- Records of labeled points:
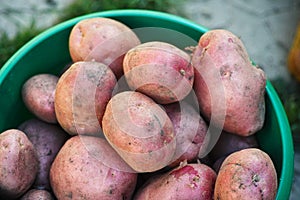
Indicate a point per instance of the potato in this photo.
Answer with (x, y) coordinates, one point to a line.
(229, 143)
(159, 70)
(139, 130)
(47, 140)
(220, 59)
(87, 167)
(38, 96)
(246, 174)
(35, 194)
(19, 164)
(103, 40)
(190, 181)
(190, 130)
(81, 96)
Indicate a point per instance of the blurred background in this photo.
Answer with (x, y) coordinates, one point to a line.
(268, 29)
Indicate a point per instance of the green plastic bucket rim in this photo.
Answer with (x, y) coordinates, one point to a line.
(288, 152)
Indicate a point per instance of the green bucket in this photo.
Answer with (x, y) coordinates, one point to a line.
(48, 53)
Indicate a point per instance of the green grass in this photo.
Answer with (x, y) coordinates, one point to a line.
(80, 7)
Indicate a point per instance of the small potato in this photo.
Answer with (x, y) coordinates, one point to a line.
(228, 87)
(38, 96)
(19, 164)
(81, 96)
(140, 131)
(229, 143)
(189, 181)
(190, 130)
(87, 167)
(246, 174)
(159, 70)
(103, 40)
(35, 194)
(47, 139)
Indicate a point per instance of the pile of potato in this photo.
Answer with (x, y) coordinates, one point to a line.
(128, 120)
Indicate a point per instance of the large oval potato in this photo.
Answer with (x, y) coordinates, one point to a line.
(19, 164)
(139, 130)
(38, 96)
(159, 70)
(246, 174)
(47, 139)
(190, 130)
(227, 85)
(35, 194)
(86, 167)
(103, 40)
(189, 181)
(81, 96)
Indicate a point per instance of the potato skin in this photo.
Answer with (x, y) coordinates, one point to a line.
(19, 164)
(246, 174)
(35, 194)
(191, 181)
(103, 40)
(221, 53)
(159, 70)
(229, 143)
(139, 130)
(190, 130)
(38, 95)
(47, 139)
(81, 96)
(86, 167)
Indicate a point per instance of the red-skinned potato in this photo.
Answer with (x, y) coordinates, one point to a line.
(246, 174)
(159, 70)
(220, 58)
(139, 130)
(190, 130)
(189, 181)
(19, 164)
(35, 194)
(81, 96)
(229, 143)
(87, 167)
(38, 95)
(47, 139)
(103, 40)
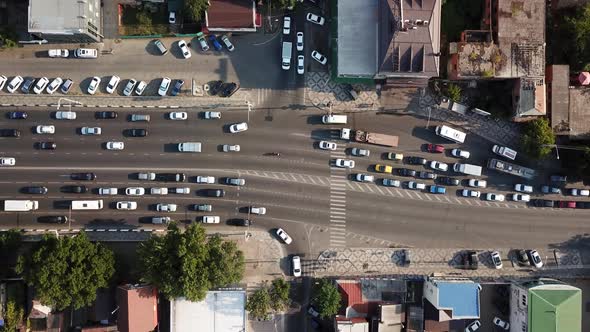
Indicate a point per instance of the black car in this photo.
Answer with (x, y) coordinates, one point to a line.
(10, 133)
(171, 177)
(53, 219)
(449, 181)
(137, 132)
(83, 176)
(177, 86)
(47, 145)
(215, 192)
(17, 115)
(106, 115)
(35, 190)
(26, 87)
(417, 161)
(75, 189)
(228, 89)
(406, 172)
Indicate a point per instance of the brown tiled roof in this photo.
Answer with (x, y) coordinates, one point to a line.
(138, 308)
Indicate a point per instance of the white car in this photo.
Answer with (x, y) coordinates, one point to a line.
(164, 86)
(345, 163)
(231, 148)
(108, 191)
(477, 183)
(129, 87)
(258, 210)
(523, 188)
(186, 53)
(126, 205)
(437, 165)
(300, 41)
(500, 323)
(113, 82)
(135, 191)
(54, 85)
(212, 115)
(325, 145)
(296, 263)
(300, 64)
(41, 84)
(93, 86)
(14, 84)
(416, 185)
(238, 127)
(210, 219)
(364, 177)
(91, 131)
(166, 207)
(286, 25)
(178, 116)
(313, 18)
(185, 190)
(470, 193)
(7, 161)
(521, 197)
(317, 56)
(140, 88)
(159, 191)
(495, 197)
(42, 129)
(205, 179)
(228, 44)
(284, 236)
(460, 153)
(115, 145)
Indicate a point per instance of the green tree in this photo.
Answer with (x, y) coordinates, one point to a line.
(454, 92)
(536, 137)
(188, 264)
(258, 304)
(196, 8)
(67, 271)
(279, 294)
(13, 317)
(326, 299)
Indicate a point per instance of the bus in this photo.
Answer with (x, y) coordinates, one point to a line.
(451, 134)
(87, 205)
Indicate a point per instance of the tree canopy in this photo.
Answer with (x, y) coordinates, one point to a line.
(67, 271)
(188, 264)
(537, 138)
(326, 299)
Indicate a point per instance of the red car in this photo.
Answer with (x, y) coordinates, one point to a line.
(567, 204)
(435, 148)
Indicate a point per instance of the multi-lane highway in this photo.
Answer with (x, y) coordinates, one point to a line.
(299, 187)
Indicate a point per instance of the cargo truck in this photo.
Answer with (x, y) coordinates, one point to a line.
(467, 169)
(20, 205)
(368, 137)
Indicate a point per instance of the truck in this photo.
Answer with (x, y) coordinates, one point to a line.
(467, 169)
(504, 152)
(20, 205)
(189, 147)
(287, 51)
(362, 136)
(512, 169)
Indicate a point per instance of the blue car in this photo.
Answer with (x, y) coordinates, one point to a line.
(438, 190)
(215, 43)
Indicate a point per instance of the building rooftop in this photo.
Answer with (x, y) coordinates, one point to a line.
(220, 311)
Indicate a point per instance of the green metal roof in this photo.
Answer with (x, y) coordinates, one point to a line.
(555, 308)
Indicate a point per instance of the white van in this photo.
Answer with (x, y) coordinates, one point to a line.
(88, 205)
(334, 119)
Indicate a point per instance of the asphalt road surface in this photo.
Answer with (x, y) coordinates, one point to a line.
(297, 187)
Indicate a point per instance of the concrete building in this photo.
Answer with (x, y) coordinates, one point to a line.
(65, 21)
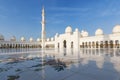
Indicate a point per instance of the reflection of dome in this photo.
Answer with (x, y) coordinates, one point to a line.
(38, 39)
(1, 37)
(68, 29)
(99, 32)
(116, 29)
(22, 39)
(84, 33)
(13, 38)
(76, 30)
(31, 39)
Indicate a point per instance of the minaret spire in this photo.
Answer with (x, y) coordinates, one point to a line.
(43, 32)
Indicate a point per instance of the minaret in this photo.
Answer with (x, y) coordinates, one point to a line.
(43, 32)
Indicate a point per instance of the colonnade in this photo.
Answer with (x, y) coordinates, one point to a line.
(101, 44)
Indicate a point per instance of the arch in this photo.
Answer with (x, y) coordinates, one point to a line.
(58, 45)
(106, 44)
(101, 44)
(89, 44)
(93, 44)
(83, 45)
(64, 44)
(116, 44)
(72, 44)
(97, 45)
(111, 44)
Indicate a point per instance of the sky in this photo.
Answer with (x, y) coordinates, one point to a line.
(23, 17)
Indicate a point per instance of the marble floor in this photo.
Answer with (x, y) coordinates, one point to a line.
(85, 64)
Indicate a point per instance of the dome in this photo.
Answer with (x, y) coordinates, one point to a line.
(76, 30)
(99, 32)
(38, 39)
(116, 29)
(68, 29)
(85, 34)
(22, 39)
(31, 39)
(13, 38)
(1, 37)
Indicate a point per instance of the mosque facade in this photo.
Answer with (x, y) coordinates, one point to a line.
(70, 39)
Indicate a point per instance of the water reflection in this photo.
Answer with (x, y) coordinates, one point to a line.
(64, 64)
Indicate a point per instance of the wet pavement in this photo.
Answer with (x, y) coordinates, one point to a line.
(85, 64)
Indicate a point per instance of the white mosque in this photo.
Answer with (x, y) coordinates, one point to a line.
(70, 39)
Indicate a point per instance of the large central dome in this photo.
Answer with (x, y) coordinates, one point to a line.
(99, 32)
(68, 29)
(116, 29)
(1, 37)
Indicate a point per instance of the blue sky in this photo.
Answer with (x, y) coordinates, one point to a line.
(23, 17)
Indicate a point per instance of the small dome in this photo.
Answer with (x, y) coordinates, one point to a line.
(68, 29)
(1, 37)
(31, 39)
(116, 29)
(52, 39)
(13, 38)
(99, 32)
(48, 39)
(85, 34)
(76, 30)
(38, 39)
(22, 39)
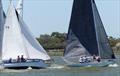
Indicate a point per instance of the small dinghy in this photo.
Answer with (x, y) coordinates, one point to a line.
(87, 37)
(17, 41)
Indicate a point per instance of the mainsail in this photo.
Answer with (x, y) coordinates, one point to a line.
(2, 19)
(17, 39)
(87, 31)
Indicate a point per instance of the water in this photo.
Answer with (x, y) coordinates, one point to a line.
(59, 69)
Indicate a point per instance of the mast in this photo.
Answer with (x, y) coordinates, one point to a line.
(19, 7)
(2, 19)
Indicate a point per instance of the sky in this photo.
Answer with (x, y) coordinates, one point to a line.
(47, 16)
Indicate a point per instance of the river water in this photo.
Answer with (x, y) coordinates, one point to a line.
(59, 69)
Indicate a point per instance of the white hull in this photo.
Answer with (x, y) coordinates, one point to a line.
(24, 65)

- STATED TASK: Please convert the records, from the line containing "Indicate a point per instance of the river" through the end of the records, into a Markdown table with the columns Number and Entry, one numbered row per line and blank lines omitted.

- FINAL ANSWER:
| Number | Entry |
|---|---|
| 1 | Indicate a point per instance of the river water in this photo. |
| 2 | Answer with (x, y) coordinates, one point to a line. |
| 3 | (59, 69) |
| 4 | Indicate a point per instance of the white hull in this photo. |
| 5 | Answer with (x, y) coordinates, one point to a line. |
| 6 | (24, 65) |